Exercise instructions:
Repeat the entire listing exactly as written.

(Coordinate annotation records)
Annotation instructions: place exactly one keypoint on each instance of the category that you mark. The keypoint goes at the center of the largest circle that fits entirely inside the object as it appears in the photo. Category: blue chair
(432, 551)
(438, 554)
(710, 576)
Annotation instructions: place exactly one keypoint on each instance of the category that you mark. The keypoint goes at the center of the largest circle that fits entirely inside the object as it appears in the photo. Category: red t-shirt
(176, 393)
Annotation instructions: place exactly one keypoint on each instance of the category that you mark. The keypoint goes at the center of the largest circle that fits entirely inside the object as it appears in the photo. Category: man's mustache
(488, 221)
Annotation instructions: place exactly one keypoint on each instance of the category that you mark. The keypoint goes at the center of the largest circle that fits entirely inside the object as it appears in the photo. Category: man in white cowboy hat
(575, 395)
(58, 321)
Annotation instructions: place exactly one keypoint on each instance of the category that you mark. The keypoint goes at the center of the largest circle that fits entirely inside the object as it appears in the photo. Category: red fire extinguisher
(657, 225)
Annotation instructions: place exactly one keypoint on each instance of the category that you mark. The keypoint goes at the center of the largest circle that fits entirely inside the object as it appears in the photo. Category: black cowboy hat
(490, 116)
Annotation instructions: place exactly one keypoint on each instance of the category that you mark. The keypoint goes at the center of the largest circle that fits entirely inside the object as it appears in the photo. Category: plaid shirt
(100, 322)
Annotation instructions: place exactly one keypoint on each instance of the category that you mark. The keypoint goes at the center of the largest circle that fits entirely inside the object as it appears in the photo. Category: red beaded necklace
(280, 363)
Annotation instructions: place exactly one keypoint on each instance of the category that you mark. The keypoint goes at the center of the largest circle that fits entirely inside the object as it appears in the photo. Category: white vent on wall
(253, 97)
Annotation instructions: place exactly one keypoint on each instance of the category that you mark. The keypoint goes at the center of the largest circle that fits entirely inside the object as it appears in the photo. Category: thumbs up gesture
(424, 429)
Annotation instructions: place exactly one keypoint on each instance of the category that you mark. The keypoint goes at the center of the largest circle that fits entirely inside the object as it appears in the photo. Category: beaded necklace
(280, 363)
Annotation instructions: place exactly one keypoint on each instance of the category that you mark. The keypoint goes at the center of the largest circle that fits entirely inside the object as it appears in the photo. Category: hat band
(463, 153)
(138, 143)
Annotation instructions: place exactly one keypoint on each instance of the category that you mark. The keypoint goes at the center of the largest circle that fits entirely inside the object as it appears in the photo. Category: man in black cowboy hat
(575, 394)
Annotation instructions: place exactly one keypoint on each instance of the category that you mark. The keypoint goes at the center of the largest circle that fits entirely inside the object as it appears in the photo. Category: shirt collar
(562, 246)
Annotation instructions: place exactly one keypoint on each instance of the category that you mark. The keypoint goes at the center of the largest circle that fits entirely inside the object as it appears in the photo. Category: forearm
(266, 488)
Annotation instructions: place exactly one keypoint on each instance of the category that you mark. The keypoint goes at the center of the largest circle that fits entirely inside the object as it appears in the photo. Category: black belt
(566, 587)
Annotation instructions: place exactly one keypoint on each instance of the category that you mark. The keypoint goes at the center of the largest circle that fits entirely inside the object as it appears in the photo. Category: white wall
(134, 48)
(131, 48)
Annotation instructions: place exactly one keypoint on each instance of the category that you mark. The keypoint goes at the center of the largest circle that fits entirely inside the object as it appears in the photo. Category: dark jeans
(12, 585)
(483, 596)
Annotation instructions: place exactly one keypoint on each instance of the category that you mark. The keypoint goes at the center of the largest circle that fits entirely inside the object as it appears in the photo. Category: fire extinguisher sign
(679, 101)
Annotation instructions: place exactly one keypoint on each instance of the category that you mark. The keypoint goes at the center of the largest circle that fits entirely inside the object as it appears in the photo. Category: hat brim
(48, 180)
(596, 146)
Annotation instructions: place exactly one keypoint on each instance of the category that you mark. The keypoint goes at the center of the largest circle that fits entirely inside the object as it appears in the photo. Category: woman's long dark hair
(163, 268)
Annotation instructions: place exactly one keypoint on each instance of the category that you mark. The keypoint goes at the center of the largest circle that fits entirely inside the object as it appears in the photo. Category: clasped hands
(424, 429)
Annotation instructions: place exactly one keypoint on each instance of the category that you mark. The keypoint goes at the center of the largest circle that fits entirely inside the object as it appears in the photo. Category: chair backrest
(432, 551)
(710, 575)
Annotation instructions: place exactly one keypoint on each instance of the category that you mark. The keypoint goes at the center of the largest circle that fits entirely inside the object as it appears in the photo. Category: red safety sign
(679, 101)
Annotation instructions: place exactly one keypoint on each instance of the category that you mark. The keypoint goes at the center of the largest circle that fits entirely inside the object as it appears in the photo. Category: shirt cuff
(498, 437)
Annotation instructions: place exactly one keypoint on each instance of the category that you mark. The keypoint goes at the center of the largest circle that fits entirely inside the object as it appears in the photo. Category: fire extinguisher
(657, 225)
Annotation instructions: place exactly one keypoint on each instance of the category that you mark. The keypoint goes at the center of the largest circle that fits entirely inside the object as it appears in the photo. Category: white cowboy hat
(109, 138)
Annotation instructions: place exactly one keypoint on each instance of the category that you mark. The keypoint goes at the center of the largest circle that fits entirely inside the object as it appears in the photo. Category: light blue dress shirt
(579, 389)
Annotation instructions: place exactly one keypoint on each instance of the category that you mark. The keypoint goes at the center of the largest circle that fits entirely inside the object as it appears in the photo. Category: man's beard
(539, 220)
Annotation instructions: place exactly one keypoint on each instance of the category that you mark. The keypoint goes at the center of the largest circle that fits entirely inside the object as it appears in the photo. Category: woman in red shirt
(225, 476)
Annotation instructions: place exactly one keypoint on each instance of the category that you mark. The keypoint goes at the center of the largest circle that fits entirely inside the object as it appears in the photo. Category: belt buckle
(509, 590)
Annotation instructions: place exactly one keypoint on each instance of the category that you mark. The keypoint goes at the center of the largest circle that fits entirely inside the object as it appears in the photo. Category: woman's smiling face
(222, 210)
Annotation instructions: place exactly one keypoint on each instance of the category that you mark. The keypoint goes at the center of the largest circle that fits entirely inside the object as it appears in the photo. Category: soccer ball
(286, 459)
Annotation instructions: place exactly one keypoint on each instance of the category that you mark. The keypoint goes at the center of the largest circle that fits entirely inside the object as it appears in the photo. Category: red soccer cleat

Result of the task:
Annotation instructions: place exactly one keypoint on each instance of the category that you mark. The keypoint goes at the center of the largest circle that fits entirely inside the object as it appears in the photo. Category: blue chair
(432, 551)
(438, 554)
(710, 576)
Annotation instructions: place exactly one keypoint on each instance of the category that you mark. The keypoint goes at the center of the largest circle that fits entirely inside the object as it appears in the photo. Category: red t-shirt
(176, 393)
Annotation instructions: place exactly one keypoint on each instance of the category that you mark. The keypoint goes at the center of the largest circle that fits entirely inside the object as it appears in the photo. Category: man's mustache
(488, 221)
Annotation instructions: place exactly one keypoint on each instance of the category that you mark. The keypoint goes at the center of the largest circle that fits entirely inside the object as it appears in the photo. Category: man in white cowboy hat
(575, 395)
(58, 321)
Annotation instructions: place exactly one keypoint on each instance of the category that you mark. The keypoint goes at the center of the largest circle that fits entirely inside the object as it appears in the photo. Category: red fire extinguisher
(657, 225)
Annotation instructions: place exactly one keypoint on each instance of the category that you mark. The keypoint goes at the center of the largest circle that fits entirely inside the object as it appears in the photo. Category: black cowboy hat
(490, 116)
Annotation instructions: place exactly one keypoint on each instance of the category that you mark. The keypoint goes at the center of the largest circle that fits entirely inside the object as it appears in the photo. Category: plaid shirt
(100, 322)
Annotation instructions: place exactly one keypoint on each instance of the category that you mark. The keypoint goes at the center of the largest circle that fits entirely inside the object as it appears in the photo. Category: red beaded necklace
(280, 363)
Annotation instructions: place exactly one keypoint on each instance of the category that you mark. The keypoint goes at the center of the largest circle that fits entirely inside the object as it appears in the photo. Category: white vent on wall
(253, 97)
Annotation instructions: place exactly one keypoint on each instance of the category that you mark. The keypoint goes at the center of the largest circle that fits entirely inside the object as it appears in the photo. Category: thumbs up gesture
(424, 429)
Annotation instructions: place exactly one keypoint on each instance of the category that you mark. The keypoint goes at the center of the largest circle that fits entirely inside the object as it appears in the photo. Category: beaded necklace
(280, 363)
Annotation instructions: place exactly one keypoint on each instance of the category that you mark. The keypoint goes at the center of the largest circle that fits entirely inside the object as it appears in the photo. Category: hat band
(463, 153)
(138, 143)
Annotation instructions: place exactly one keypoint on each instance of the category that you mark. The keypoint goes at the center of the largest circle that fits entirely inside the object as it appears in the photo. Category: man in black cowboy hat
(575, 394)
Annotation instructions: place exactly one keypoint on each instance of the category that you mark. The keypoint goes at the center of the largest circle that fits entirely inside the object as it appears in the photo. Category: shirt collar
(562, 246)
Annotation instructions: place exactly one keypoint on each instance of the category that you mark. The keypoint goes at the center of the largest circle that fits entirely inside the object as it appears in the photo. Category: forearm
(266, 488)
Annotation instructions: place exactly one keypoint on each instance of the category that you mark. The keypoint goes at the center of the largest circle that fits entirely inside the object as it appears in the photo. Category: black belt
(566, 587)
Annotation instructions: place exactly one keypoint on each instance of the category that you mark. The keypoint goes at the center of the largest circle that fits entirely inside the object as it appears in the photo. Category: white wall
(134, 48)
(131, 48)
Annotation instructions: place exactly one keypoint on each instance of the category that you mark. The keypoint goes at the center of the largest circle that fits entirely inside the object as it appears in the photo. Category: dark jeans
(12, 585)
(483, 596)
Annotation instructions: place exactly one keypoint on each instance of the category that you mark. The keypoint goes at the center of the largest circle that fits entirely inside the object as it appears in the photo. Category: fire extinguisher sign
(679, 101)
Annotation instructions: place exactly one keypoint on each instance of the category that you mark. The keypoint goes at the center of the largest circle that fits entirely inside the object as it appears in the photo. Category: hat brim
(48, 180)
(596, 146)
Annotation instructions: place exactly one keypoint on each instance of the category that you mark. The keypoint goes at the center of the largest circle that fits entirely inside the object as it appears in the photo. Category: woman's long dark hair
(163, 268)
Annotation instructions: place exactly one keypoint on each instance of the category that you mark. The keypoint goes at the center of the largest circle that fits entirely inside the object as it appears in the photo. Category: clasped hands
(424, 429)
Annotation instructions: place exactly one keypoint on each instance of the category that you mark. The keypoint goes at the center of the largest circle that fits entirely inside the object as it appears in the photo. Category: chair backrest
(432, 551)
(710, 575)
Annotation instructions: place exactly one keypoint on each instance of the category that you mark. The keypoint goes at the center of the largest circle that fits entirely inside the object as it appears in the photo. Category: red safety sign
(679, 101)
Annotation instructions: place exactly one keypoint on each instance of the category that you mark. The keypoint goes at the center of the largest circle that fits entirely inside the object as it appears in the photo. Category: shirt cuff
(498, 437)
Annotation instructions: place exactly one keypoint on each instance of the category that you mark. The keypoint goes at the center of the largest circle that fits entirely inside the object as it appears in the photo. Category: fire extinguisher
(657, 225)
Annotation instructions: place exactly one keypoint on each instance of the category that you mark. The keypoint goes at the center of the largest circle that fits entirely inside the object as it appears in the photo. Category: white cowboy hat
(109, 138)
Annotation instructions: place exactly one keypoint on each instance of the category that you mark. The keypoint goes at the center of the largest circle that fits entirely inside the object as it appears in the photo. Category: light blue dress shirt
(579, 389)
Annotation instructions: place exactly one keypoint on each instance of the category that you mark. The keypoint goes at the center of the largest circle that fits entirely inside the object as it appears in the photo. Category: man's beard
(539, 220)
Annotation instructions: place exactly one keypoint on each instance of the category that you mark. The keypoint goes at the center of the largest circle that fits entirely inside the object as it appears in the photo. Category: woman in red shirt
(225, 476)
Annotation instructions: place exactly one keypoint on each instance of the category that you mark. The keypoint goes at the center of the largest circle that fits entirely inside the object as it appears in the photo. Category: belt buckle
(509, 590)
Annotation instructions: place exactly one keypoint on each instance of the category that you mark. The keypoint goes at the center of the largest circle that fits entirely inside the object as it appears in the photo. Category: woman's smiling face
(222, 210)
Annotation instructions: place exactly one keypoint on each instance of the category that you mark. The keypoint goes at the center of the largest circle that fits entirely inside the object as it appears in the photo. Category: soccer ball
(286, 459)
Annotation instructions: place exactly one keypoint on each instance of the category that you mark. The keypoint goes at the center of the largest circle that fits entirely inside the object as it appears in the photo. Category: red soccer cleat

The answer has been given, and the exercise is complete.